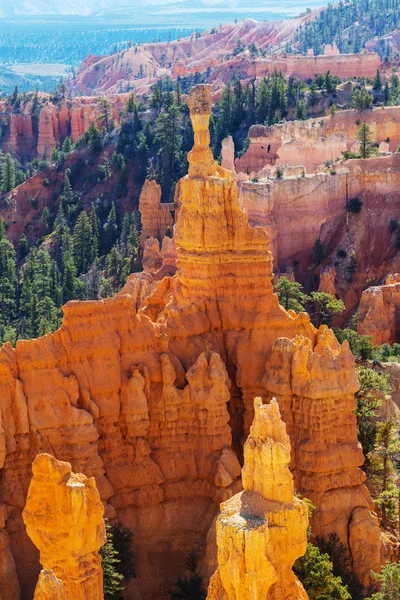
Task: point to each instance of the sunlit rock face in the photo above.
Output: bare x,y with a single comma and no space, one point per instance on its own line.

==

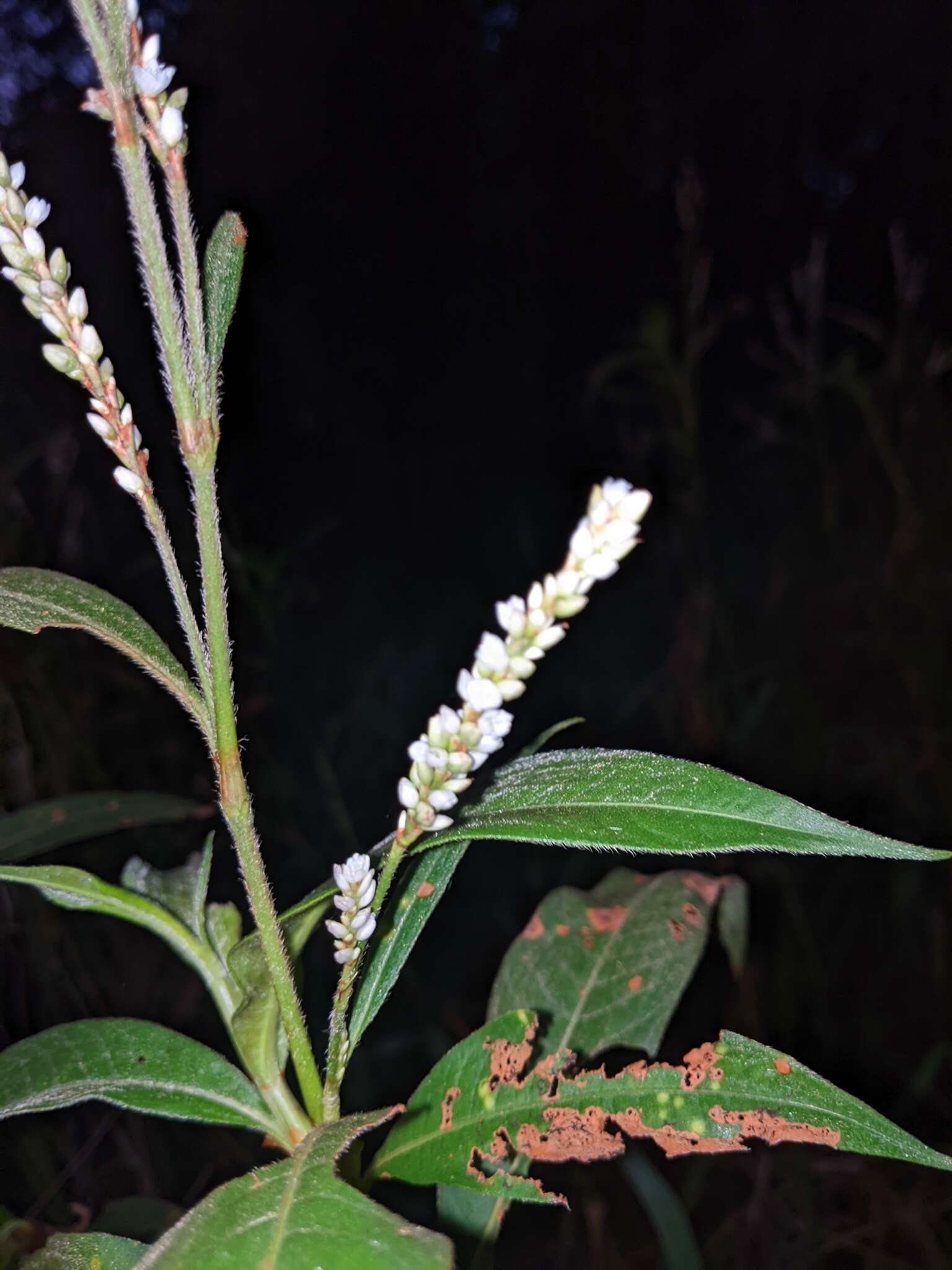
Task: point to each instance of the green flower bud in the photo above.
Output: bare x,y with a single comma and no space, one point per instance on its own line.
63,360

● **Exercise description**: Identify each line in the records that contains the string "point" and copy those lines. Case counts.

● **Final result**:
Task: point to each instance of the sunlit rock face in the photo above.
Output: bare x,y with a single comma and no space, one point per instance on its own line.
Task: point to each instance of the green flower bud in the photo above.
Output: bare x,y with a single comma and no space, one point per instance on its own line.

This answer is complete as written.